__GIVEN INFORMATION__
>> begin

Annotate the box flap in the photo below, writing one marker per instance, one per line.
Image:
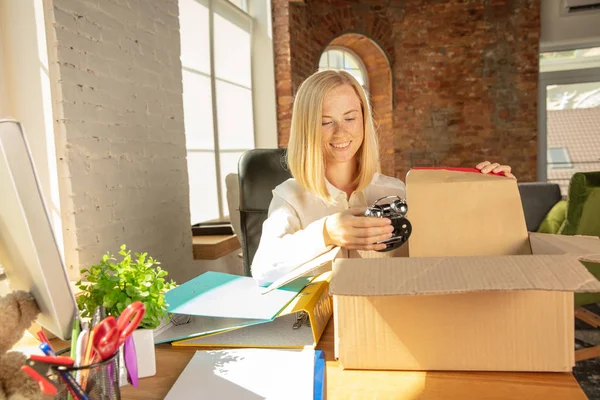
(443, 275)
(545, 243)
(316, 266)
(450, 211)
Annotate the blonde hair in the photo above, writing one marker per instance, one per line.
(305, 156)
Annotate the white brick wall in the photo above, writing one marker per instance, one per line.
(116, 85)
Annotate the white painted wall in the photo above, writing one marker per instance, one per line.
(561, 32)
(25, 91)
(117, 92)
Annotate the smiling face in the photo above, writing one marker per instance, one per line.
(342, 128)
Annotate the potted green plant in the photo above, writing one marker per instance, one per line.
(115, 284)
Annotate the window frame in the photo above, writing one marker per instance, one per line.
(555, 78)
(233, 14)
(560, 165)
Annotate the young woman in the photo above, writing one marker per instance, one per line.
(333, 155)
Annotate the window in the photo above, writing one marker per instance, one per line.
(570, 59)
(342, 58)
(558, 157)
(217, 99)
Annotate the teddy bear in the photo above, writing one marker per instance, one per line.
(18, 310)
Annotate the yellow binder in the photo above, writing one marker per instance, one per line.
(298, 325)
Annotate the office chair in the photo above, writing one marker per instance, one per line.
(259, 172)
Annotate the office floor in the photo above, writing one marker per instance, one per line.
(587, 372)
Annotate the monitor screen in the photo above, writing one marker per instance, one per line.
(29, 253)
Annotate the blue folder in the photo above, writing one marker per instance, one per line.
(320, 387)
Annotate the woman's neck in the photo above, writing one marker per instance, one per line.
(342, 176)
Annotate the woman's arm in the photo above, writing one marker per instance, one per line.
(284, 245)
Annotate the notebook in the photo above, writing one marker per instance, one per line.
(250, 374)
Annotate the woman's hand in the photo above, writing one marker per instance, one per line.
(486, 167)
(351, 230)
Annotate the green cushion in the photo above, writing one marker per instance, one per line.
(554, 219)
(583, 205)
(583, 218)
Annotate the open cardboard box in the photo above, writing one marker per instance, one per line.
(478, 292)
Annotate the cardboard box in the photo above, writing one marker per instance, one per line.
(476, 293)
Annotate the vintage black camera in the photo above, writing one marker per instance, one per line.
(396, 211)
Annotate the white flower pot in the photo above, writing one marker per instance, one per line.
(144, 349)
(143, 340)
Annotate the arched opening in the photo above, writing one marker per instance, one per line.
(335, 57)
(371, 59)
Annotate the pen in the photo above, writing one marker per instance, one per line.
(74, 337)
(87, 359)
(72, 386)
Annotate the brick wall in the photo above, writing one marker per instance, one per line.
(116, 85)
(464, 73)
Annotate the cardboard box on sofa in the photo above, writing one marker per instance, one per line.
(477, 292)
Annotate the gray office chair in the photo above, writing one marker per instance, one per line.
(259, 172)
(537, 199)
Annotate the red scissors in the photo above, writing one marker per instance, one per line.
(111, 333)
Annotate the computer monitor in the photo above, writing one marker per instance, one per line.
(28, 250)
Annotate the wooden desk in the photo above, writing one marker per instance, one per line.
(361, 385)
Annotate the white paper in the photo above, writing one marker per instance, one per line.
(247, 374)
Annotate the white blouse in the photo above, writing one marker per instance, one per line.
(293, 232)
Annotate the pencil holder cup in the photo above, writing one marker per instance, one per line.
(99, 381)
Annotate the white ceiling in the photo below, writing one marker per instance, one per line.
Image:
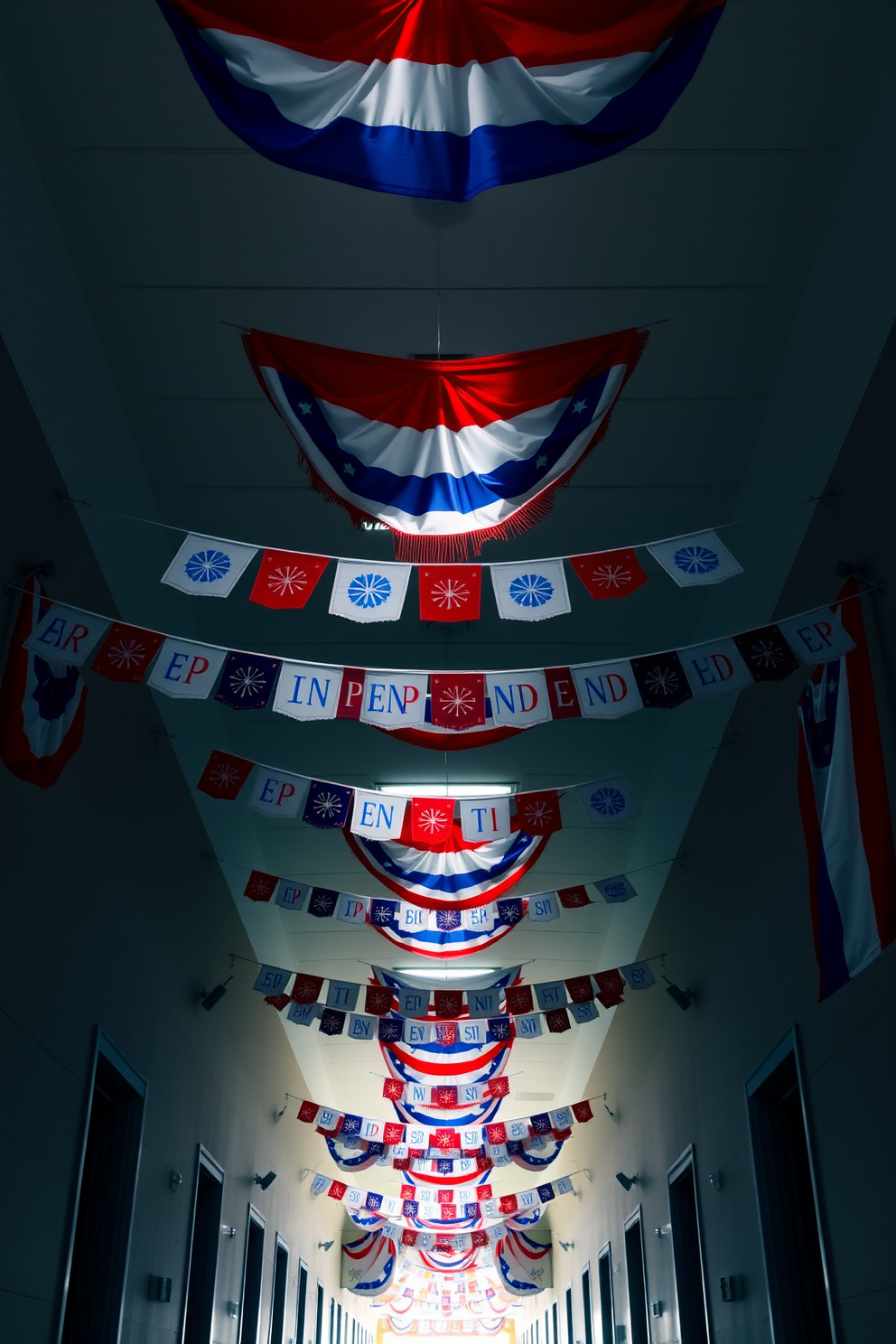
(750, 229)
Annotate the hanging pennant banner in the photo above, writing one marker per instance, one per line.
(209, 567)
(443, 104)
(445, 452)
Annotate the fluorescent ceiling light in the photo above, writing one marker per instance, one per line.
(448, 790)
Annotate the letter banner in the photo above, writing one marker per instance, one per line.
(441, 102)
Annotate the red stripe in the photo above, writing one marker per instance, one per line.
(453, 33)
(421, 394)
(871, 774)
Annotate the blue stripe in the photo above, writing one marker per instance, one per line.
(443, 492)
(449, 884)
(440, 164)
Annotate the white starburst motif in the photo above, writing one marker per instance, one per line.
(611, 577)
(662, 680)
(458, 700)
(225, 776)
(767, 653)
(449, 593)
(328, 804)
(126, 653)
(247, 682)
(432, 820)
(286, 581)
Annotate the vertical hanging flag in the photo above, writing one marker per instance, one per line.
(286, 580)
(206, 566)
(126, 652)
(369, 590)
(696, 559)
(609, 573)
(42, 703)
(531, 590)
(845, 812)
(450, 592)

>> end
>> begin

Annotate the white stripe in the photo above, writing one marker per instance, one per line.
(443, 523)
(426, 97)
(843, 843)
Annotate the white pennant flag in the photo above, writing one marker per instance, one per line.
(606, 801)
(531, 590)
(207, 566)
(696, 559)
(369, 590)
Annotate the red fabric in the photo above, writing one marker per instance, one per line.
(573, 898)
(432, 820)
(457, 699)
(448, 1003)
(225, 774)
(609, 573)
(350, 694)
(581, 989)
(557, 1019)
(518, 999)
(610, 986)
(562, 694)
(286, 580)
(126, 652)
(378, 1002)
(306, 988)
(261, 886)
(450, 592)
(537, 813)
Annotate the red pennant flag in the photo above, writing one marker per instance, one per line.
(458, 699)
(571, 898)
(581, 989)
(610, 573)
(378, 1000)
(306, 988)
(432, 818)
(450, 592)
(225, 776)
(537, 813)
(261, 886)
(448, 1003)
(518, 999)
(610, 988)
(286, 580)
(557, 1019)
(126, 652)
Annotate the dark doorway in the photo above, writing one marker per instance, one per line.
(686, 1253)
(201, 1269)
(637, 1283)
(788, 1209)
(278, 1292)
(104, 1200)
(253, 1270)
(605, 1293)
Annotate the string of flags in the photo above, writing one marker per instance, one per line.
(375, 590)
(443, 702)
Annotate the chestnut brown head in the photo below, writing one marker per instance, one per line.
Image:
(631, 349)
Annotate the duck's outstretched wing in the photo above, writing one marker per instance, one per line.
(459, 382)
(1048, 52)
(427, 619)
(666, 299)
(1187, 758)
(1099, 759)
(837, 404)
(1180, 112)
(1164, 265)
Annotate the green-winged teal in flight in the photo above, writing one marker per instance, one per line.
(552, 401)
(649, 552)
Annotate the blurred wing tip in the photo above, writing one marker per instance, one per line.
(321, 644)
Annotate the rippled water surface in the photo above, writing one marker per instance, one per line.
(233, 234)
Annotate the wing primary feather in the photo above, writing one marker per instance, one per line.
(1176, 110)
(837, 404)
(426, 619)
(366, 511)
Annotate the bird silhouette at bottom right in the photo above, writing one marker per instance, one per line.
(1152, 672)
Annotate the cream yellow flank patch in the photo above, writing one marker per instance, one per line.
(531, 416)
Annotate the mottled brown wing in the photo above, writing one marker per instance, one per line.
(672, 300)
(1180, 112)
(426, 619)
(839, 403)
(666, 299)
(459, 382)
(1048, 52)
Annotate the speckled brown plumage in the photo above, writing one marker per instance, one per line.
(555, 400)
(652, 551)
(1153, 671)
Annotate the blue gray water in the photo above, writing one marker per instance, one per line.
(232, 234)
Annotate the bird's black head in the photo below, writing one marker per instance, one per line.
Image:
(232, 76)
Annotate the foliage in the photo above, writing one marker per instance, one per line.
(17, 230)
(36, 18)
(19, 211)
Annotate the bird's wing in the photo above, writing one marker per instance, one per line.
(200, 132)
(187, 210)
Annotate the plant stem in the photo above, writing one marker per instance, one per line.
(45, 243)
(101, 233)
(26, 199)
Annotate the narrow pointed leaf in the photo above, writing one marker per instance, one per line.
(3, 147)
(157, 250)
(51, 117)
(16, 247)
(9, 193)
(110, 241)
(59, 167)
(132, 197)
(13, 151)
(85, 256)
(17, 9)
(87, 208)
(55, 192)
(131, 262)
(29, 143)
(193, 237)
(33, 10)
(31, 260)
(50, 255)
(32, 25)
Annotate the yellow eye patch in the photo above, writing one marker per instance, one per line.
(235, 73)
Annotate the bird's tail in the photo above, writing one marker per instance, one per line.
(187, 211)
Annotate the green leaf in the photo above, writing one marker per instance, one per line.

>> end
>> begin

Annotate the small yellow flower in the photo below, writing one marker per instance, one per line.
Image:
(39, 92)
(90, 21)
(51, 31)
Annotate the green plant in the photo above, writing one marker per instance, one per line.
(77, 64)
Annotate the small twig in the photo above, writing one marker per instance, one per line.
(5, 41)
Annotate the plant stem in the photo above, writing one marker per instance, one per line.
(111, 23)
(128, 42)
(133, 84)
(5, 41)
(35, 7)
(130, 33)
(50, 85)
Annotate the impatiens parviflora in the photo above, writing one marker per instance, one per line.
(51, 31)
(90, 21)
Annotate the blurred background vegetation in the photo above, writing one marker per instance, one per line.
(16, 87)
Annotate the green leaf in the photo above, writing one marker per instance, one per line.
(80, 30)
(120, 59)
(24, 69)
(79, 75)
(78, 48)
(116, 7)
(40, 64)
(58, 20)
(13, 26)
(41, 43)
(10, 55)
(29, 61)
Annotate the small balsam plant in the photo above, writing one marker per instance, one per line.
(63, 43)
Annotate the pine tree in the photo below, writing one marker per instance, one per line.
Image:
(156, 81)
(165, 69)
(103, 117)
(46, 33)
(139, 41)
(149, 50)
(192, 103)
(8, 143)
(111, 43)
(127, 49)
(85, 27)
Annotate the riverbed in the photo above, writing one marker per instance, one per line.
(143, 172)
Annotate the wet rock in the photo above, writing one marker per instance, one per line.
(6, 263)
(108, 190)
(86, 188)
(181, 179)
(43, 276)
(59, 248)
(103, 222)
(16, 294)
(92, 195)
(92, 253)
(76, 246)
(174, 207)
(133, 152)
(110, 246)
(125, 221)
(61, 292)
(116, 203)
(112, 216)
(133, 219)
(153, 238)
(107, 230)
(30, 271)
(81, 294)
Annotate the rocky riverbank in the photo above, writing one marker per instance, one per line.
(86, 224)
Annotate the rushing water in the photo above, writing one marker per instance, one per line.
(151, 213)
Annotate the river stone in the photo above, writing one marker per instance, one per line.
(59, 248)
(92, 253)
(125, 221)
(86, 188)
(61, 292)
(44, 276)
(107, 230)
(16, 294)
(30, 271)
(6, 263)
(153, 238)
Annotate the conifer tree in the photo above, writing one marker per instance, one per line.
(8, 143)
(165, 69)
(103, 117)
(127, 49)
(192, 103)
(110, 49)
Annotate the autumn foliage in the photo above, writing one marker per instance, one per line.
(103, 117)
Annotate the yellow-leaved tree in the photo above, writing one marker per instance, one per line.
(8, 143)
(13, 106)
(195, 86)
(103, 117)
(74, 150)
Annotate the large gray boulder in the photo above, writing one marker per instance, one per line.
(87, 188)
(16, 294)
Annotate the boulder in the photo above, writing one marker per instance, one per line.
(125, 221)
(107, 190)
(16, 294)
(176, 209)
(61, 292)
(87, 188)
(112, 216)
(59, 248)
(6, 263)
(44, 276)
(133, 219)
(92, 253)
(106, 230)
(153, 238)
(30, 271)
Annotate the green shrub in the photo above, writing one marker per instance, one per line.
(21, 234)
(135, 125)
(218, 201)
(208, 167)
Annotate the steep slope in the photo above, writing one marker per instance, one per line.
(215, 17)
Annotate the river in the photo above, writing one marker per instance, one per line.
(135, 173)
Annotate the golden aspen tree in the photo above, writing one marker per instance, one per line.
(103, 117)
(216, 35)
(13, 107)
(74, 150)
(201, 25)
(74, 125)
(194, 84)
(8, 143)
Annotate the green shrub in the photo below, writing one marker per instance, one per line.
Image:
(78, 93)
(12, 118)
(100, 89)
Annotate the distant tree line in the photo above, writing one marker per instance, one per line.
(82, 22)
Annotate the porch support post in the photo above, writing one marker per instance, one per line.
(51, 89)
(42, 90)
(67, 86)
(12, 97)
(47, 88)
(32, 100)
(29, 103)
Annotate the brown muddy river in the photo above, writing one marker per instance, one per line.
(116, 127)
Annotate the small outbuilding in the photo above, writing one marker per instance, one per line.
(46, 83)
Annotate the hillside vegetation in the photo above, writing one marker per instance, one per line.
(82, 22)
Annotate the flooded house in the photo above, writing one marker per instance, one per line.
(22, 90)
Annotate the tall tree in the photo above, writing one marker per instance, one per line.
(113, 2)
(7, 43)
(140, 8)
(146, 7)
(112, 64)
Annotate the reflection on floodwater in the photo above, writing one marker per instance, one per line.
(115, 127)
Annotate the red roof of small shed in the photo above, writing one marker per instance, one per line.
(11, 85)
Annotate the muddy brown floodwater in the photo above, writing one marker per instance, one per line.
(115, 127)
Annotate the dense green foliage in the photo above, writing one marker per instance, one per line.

>> end

__GIVEN INSTRUCTION__
List every line above that contains the string "cardboard". The match is case-sensitive.

__OUTPUT OF THE EXERCISE__
Annotate the open cardboard box in the photo above, writing one marker per instance, one per line.
Annotate the cardboard box in the photo above, writing one marker per instance, one per line.
Annotate the cardboard box on sofa in the photo above, writing one marker per instance, one per line.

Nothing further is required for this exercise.